If a line includes "twig", copy it out of the entries.

*** Block opens ***

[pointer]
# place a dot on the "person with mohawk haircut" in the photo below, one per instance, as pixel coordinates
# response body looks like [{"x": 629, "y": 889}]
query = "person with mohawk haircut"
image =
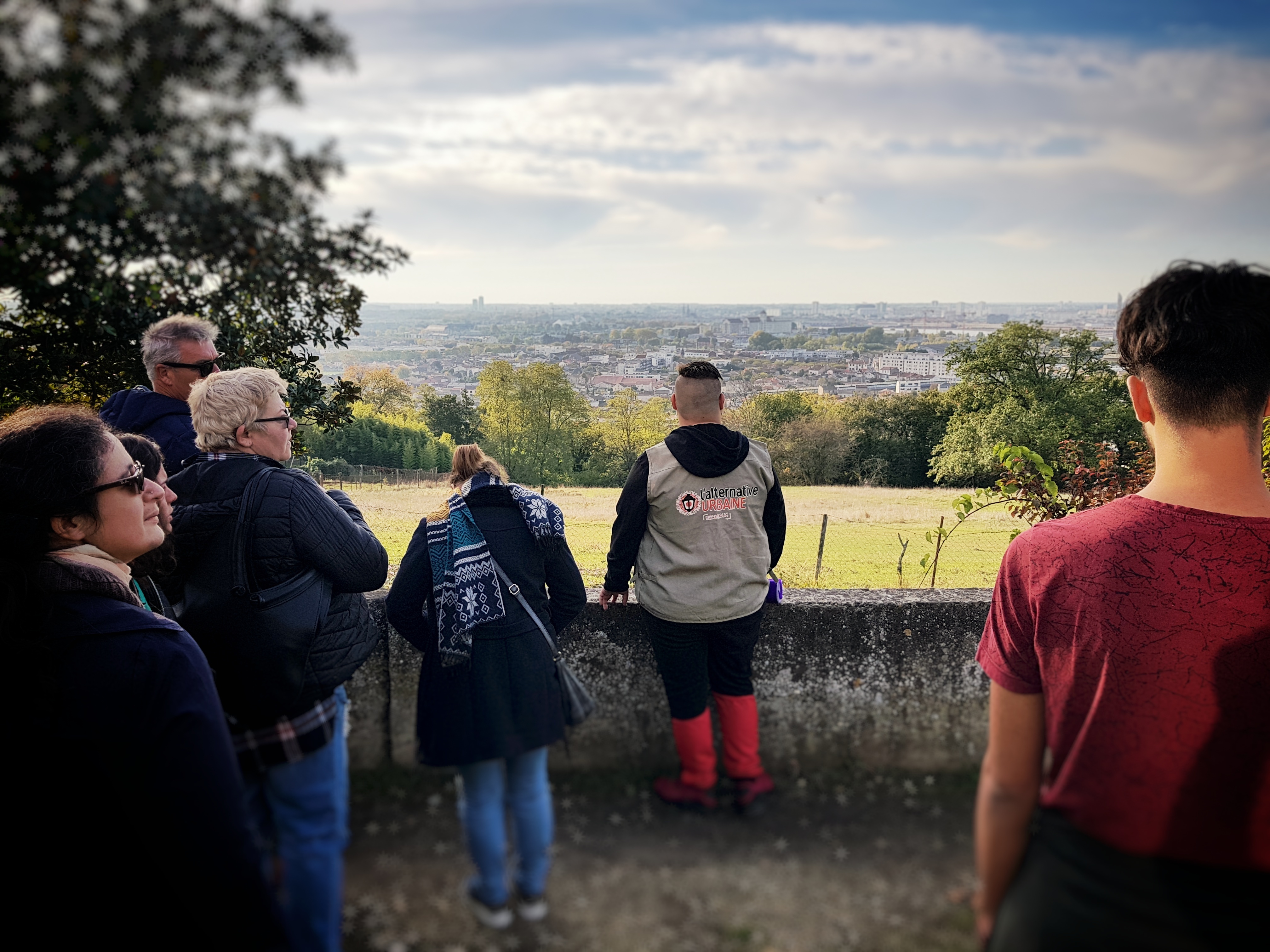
[{"x": 703, "y": 524}]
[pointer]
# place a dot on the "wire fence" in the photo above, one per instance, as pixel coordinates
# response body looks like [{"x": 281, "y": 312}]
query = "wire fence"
[
  {"x": 821, "y": 551},
  {"x": 340, "y": 475},
  {"x": 836, "y": 554}
]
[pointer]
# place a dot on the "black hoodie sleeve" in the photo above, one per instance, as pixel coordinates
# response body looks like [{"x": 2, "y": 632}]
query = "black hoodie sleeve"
[
  {"x": 630, "y": 525},
  {"x": 774, "y": 520}
]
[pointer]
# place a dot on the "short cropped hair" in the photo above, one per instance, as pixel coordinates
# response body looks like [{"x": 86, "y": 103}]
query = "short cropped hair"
[
  {"x": 700, "y": 370},
  {"x": 223, "y": 403},
  {"x": 162, "y": 341},
  {"x": 1199, "y": 336}
]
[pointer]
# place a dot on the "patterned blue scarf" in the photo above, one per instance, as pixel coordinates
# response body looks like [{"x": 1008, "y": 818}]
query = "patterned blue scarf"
[{"x": 464, "y": 584}]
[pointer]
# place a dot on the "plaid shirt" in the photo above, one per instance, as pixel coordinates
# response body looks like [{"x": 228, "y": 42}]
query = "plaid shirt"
[{"x": 289, "y": 740}]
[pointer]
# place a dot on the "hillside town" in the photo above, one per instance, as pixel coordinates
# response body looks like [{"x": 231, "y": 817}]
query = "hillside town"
[{"x": 872, "y": 349}]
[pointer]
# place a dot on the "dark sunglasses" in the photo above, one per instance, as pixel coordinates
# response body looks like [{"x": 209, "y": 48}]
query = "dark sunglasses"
[
  {"x": 136, "y": 482},
  {"x": 286, "y": 417},
  {"x": 206, "y": 369}
]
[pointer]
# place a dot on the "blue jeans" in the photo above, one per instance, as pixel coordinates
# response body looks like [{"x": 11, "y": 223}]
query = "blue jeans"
[
  {"x": 301, "y": 813},
  {"x": 482, "y": 810}
]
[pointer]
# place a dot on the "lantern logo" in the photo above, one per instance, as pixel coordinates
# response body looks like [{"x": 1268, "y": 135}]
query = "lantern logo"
[{"x": 689, "y": 504}]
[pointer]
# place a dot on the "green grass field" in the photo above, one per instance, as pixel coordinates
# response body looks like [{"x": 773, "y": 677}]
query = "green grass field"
[{"x": 861, "y": 546}]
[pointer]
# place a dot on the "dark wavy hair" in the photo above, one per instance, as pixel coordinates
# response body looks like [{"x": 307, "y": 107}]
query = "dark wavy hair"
[{"x": 50, "y": 459}]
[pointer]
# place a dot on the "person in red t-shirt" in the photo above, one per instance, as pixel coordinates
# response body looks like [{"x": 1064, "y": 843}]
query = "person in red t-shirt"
[{"x": 1133, "y": 643}]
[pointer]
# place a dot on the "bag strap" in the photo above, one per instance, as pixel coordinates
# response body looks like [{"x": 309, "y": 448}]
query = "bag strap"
[
  {"x": 253, "y": 489},
  {"x": 520, "y": 597}
]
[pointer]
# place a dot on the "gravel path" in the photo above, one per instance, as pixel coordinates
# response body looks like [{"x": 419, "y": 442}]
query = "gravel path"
[{"x": 858, "y": 861}]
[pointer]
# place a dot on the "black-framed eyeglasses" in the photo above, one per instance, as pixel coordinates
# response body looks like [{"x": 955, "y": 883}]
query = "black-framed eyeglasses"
[
  {"x": 136, "y": 482},
  {"x": 206, "y": 369}
]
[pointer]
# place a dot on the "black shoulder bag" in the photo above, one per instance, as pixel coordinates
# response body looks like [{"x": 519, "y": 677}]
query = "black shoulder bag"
[
  {"x": 575, "y": 699},
  {"x": 257, "y": 643}
]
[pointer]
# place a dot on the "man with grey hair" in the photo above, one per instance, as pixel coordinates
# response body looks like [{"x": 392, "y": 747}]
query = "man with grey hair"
[
  {"x": 177, "y": 352},
  {"x": 703, "y": 522}
]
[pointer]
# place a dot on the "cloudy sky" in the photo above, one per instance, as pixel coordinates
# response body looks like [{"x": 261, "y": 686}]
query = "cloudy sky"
[{"x": 743, "y": 151}]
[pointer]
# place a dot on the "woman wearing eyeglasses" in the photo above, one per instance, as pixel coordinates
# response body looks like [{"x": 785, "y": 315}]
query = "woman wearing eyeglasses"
[
  {"x": 125, "y": 818},
  {"x": 158, "y": 563},
  {"x": 283, "y": 694}
]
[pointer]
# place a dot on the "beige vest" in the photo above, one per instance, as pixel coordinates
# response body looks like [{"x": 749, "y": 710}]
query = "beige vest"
[{"x": 704, "y": 557}]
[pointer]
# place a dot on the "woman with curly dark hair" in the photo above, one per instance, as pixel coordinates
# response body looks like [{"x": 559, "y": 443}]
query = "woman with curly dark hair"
[{"x": 128, "y": 812}]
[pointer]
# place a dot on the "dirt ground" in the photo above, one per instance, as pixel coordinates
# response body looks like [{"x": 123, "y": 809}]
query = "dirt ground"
[{"x": 858, "y": 861}]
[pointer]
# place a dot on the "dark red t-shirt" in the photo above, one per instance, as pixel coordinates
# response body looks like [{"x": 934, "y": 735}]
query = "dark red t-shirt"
[{"x": 1147, "y": 629}]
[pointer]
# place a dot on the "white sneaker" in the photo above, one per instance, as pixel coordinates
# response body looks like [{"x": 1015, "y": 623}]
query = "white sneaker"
[
  {"x": 489, "y": 917},
  {"x": 533, "y": 910}
]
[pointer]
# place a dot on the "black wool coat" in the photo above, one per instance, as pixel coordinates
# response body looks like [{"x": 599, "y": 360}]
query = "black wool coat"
[
  {"x": 128, "y": 822},
  {"x": 506, "y": 700},
  {"x": 296, "y": 527}
]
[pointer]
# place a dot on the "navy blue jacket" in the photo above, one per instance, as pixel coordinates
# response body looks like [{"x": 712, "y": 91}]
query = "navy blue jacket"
[
  {"x": 162, "y": 418},
  {"x": 126, "y": 814},
  {"x": 506, "y": 701}
]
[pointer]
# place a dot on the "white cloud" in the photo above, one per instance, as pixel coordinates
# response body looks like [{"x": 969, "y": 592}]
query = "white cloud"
[{"x": 929, "y": 150}]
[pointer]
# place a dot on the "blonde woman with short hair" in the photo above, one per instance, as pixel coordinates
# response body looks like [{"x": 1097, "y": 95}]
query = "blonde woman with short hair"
[{"x": 293, "y": 756}]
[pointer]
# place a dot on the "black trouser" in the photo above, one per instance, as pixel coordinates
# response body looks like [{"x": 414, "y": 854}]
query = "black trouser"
[
  {"x": 1076, "y": 893},
  {"x": 696, "y": 659}
]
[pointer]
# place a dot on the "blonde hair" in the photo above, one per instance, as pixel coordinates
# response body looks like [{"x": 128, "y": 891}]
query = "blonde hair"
[
  {"x": 162, "y": 341},
  {"x": 470, "y": 460},
  {"x": 223, "y": 403}
]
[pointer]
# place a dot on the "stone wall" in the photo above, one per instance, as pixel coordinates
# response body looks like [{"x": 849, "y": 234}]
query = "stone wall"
[{"x": 881, "y": 678}]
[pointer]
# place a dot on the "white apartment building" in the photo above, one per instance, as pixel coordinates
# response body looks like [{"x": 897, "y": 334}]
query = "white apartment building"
[{"x": 919, "y": 362}]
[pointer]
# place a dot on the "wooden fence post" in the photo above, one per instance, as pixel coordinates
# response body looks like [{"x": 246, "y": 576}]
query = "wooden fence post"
[
  {"x": 939, "y": 542},
  {"x": 820, "y": 555}
]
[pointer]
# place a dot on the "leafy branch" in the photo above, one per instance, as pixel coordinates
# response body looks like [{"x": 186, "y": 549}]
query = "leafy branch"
[{"x": 1033, "y": 490}]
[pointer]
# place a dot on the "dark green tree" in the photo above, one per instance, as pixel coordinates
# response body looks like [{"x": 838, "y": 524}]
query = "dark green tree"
[
  {"x": 458, "y": 417},
  {"x": 134, "y": 187},
  {"x": 1029, "y": 386}
]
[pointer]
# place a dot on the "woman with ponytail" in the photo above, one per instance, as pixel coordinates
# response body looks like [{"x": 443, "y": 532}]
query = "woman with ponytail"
[
  {"x": 489, "y": 701},
  {"x": 126, "y": 815}
]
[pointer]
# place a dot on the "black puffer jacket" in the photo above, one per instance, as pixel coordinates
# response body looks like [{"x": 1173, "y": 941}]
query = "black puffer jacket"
[{"x": 298, "y": 527}]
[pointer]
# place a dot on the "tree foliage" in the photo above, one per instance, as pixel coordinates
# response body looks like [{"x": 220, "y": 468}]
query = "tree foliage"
[
  {"x": 1025, "y": 385},
  {"x": 380, "y": 440},
  {"x": 134, "y": 187},
  {"x": 455, "y": 416},
  {"x": 620, "y": 432},
  {"x": 817, "y": 440},
  {"x": 529, "y": 419},
  {"x": 381, "y": 390}
]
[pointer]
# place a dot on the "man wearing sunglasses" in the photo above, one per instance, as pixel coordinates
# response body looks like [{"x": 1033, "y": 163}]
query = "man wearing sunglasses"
[{"x": 177, "y": 352}]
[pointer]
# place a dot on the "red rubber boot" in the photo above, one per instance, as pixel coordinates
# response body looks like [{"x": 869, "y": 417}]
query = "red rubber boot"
[
  {"x": 694, "y": 739},
  {"x": 738, "y": 717}
]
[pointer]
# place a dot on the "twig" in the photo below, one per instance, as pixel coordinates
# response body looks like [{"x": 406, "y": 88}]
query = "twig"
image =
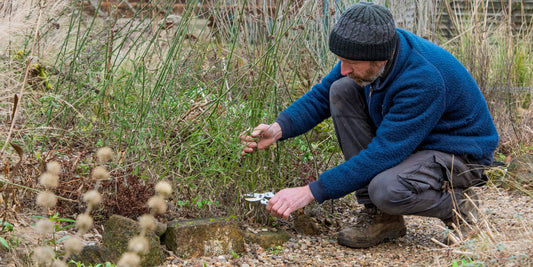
[{"x": 26, "y": 74}]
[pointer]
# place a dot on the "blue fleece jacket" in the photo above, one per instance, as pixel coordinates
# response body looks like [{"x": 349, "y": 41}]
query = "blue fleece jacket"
[{"x": 427, "y": 101}]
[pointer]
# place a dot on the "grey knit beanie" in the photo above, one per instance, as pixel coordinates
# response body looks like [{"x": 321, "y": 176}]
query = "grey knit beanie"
[{"x": 365, "y": 31}]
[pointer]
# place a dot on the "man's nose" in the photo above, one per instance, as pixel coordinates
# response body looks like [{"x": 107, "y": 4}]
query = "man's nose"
[{"x": 345, "y": 70}]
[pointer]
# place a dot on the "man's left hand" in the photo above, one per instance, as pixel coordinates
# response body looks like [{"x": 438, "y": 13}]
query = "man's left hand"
[{"x": 289, "y": 200}]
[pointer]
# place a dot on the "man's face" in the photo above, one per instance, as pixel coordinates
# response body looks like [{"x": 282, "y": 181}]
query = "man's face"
[{"x": 362, "y": 72}]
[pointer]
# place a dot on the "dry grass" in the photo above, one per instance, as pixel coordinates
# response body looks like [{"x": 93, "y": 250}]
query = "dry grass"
[{"x": 499, "y": 62}]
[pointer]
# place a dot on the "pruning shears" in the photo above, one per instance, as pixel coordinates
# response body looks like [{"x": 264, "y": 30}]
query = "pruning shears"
[{"x": 263, "y": 198}]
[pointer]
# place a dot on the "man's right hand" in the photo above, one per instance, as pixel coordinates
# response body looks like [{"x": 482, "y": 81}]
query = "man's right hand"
[{"x": 262, "y": 136}]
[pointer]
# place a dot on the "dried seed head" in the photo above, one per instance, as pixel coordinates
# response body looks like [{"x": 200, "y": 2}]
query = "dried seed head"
[
  {"x": 92, "y": 197},
  {"x": 43, "y": 255},
  {"x": 59, "y": 263},
  {"x": 129, "y": 259},
  {"x": 147, "y": 222},
  {"x": 164, "y": 189},
  {"x": 46, "y": 199},
  {"x": 49, "y": 180},
  {"x": 53, "y": 167},
  {"x": 139, "y": 244},
  {"x": 84, "y": 222},
  {"x": 73, "y": 245},
  {"x": 105, "y": 154},
  {"x": 157, "y": 204},
  {"x": 44, "y": 226},
  {"x": 100, "y": 173}
]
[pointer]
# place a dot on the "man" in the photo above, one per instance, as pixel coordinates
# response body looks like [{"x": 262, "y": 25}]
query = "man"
[{"x": 411, "y": 122}]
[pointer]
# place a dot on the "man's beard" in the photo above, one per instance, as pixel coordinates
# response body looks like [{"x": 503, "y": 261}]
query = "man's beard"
[{"x": 370, "y": 77}]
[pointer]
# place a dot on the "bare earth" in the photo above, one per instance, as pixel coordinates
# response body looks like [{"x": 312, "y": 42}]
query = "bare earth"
[
  {"x": 505, "y": 239},
  {"x": 508, "y": 215}
]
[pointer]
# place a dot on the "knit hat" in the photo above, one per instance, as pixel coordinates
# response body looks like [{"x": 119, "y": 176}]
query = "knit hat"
[{"x": 365, "y": 31}]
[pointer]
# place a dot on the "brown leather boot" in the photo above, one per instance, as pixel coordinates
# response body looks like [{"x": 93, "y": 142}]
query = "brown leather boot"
[{"x": 373, "y": 227}]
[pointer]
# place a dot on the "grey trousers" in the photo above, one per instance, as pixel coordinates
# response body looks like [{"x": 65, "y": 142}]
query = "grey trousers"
[{"x": 422, "y": 184}]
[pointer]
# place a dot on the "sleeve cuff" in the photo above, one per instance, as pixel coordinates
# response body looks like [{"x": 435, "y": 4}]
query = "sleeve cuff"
[
  {"x": 284, "y": 122},
  {"x": 318, "y": 191}
]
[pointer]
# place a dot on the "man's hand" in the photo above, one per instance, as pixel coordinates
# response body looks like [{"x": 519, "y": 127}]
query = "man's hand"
[
  {"x": 263, "y": 136},
  {"x": 288, "y": 200}
]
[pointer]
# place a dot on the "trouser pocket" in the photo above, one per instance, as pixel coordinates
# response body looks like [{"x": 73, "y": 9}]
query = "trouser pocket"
[{"x": 460, "y": 173}]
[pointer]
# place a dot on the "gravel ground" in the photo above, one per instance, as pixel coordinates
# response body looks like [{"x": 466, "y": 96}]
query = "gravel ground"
[
  {"x": 509, "y": 241},
  {"x": 505, "y": 239}
]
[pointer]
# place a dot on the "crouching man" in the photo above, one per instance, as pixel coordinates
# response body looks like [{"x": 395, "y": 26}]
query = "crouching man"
[{"x": 412, "y": 124}]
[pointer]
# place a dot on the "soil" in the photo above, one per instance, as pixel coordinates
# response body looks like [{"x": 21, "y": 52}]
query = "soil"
[{"x": 507, "y": 214}]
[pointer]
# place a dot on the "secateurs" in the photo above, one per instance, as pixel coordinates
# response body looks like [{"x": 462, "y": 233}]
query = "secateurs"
[{"x": 263, "y": 198}]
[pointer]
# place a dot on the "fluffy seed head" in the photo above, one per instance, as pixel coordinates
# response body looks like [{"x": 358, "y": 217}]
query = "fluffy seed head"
[
  {"x": 100, "y": 173},
  {"x": 84, "y": 222},
  {"x": 59, "y": 263},
  {"x": 44, "y": 226},
  {"x": 53, "y": 167},
  {"x": 157, "y": 204},
  {"x": 49, "y": 180},
  {"x": 139, "y": 244},
  {"x": 105, "y": 154},
  {"x": 92, "y": 197},
  {"x": 46, "y": 199},
  {"x": 147, "y": 222},
  {"x": 163, "y": 189},
  {"x": 129, "y": 259},
  {"x": 73, "y": 245},
  {"x": 43, "y": 255}
]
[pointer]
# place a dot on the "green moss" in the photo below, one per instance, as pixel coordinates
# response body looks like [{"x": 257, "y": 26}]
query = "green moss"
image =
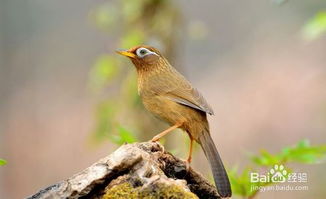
[{"x": 125, "y": 190}]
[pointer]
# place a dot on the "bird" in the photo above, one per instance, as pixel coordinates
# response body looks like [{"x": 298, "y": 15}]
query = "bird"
[{"x": 170, "y": 96}]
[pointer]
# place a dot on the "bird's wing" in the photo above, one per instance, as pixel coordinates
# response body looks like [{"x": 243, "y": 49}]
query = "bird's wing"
[{"x": 178, "y": 89}]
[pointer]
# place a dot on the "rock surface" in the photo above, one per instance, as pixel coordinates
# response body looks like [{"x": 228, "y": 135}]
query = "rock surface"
[{"x": 139, "y": 170}]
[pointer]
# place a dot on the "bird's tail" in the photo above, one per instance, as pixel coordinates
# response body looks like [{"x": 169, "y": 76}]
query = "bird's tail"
[{"x": 220, "y": 176}]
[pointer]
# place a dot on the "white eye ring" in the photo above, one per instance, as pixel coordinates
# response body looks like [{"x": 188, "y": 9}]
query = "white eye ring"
[{"x": 142, "y": 52}]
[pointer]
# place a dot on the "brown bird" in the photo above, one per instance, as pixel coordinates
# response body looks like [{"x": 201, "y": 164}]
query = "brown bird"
[{"x": 170, "y": 97}]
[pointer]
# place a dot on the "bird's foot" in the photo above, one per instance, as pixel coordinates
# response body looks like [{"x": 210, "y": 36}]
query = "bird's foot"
[{"x": 187, "y": 163}]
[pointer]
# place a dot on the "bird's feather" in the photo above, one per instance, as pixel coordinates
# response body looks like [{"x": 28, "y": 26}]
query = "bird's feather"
[{"x": 178, "y": 89}]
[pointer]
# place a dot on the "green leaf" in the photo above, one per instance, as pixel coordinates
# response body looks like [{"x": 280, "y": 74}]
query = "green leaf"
[
  {"x": 3, "y": 162},
  {"x": 315, "y": 27},
  {"x": 105, "y": 69},
  {"x": 132, "y": 38}
]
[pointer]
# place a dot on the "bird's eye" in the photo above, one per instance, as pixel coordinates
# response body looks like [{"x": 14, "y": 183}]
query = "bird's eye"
[{"x": 142, "y": 52}]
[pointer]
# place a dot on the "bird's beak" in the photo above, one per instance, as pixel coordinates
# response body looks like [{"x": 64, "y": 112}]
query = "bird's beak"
[{"x": 126, "y": 53}]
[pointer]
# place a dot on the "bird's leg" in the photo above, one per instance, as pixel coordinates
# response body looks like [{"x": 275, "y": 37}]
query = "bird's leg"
[
  {"x": 163, "y": 133},
  {"x": 190, "y": 154}
]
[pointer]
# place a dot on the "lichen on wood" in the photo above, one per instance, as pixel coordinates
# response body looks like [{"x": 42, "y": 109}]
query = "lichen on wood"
[{"x": 139, "y": 170}]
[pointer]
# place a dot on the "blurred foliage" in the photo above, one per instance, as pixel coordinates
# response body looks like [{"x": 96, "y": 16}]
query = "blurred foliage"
[
  {"x": 128, "y": 23},
  {"x": 315, "y": 27},
  {"x": 303, "y": 152},
  {"x": 3, "y": 162}
]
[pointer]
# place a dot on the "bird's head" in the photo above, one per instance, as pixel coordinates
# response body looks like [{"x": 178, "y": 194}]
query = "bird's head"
[{"x": 143, "y": 57}]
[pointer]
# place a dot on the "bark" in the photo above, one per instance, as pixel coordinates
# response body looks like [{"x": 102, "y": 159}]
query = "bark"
[{"x": 139, "y": 170}]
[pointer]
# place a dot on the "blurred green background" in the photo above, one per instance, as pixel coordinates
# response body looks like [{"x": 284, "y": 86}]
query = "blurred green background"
[{"x": 66, "y": 99}]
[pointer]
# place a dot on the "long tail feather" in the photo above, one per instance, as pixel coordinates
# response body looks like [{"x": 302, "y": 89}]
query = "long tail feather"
[{"x": 220, "y": 176}]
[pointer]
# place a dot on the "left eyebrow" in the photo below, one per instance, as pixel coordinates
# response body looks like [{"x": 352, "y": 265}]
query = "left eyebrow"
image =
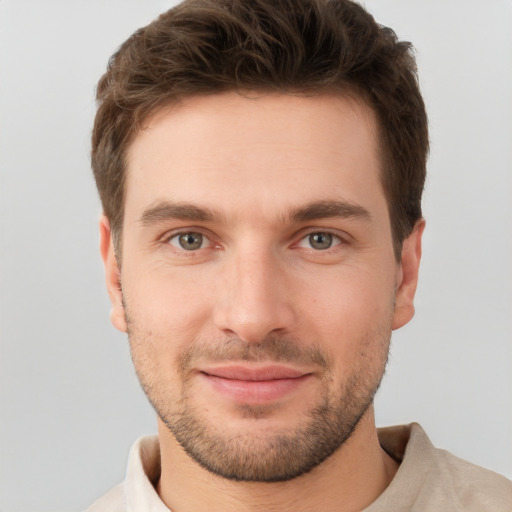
[{"x": 328, "y": 209}]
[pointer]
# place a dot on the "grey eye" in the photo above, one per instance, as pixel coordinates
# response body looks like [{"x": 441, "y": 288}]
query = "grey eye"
[
  {"x": 188, "y": 241},
  {"x": 320, "y": 241}
]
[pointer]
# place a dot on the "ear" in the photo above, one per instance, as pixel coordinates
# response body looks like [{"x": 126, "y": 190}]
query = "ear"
[
  {"x": 408, "y": 276},
  {"x": 112, "y": 275}
]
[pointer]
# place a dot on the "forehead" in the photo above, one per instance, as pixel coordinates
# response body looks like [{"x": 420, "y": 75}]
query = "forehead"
[{"x": 270, "y": 151}]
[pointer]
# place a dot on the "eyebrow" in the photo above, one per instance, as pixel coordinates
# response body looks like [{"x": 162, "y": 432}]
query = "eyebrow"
[
  {"x": 166, "y": 210},
  {"x": 181, "y": 211},
  {"x": 329, "y": 209}
]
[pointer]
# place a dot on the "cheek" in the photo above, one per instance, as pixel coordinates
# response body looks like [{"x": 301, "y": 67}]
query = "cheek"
[{"x": 350, "y": 305}]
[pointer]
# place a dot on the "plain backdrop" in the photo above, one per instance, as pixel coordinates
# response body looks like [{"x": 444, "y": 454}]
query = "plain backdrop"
[{"x": 70, "y": 404}]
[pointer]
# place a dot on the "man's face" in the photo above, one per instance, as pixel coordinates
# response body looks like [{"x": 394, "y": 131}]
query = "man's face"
[{"x": 259, "y": 284}]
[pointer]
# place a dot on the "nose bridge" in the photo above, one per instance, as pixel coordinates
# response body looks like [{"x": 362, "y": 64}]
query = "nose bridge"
[{"x": 255, "y": 301}]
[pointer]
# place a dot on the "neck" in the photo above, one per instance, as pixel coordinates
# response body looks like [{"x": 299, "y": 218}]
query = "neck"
[{"x": 349, "y": 480}]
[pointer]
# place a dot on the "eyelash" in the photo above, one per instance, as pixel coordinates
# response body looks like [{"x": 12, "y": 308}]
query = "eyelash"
[{"x": 337, "y": 240}]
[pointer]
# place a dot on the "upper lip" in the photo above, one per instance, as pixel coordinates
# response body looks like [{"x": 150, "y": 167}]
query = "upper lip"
[{"x": 247, "y": 373}]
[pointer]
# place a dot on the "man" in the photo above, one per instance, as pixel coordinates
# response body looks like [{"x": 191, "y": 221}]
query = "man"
[{"x": 260, "y": 166}]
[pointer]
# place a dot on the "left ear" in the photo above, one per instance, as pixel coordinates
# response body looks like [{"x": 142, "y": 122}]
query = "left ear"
[{"x": 408, "y": 276}]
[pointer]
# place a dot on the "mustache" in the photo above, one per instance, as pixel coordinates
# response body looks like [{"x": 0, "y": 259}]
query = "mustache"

*** Block closes ***

OUTPUT OF THE EXERCISE =
# place a dot on the "twig" in the photo below, one per instance, as pixel coordinates
query = "twig"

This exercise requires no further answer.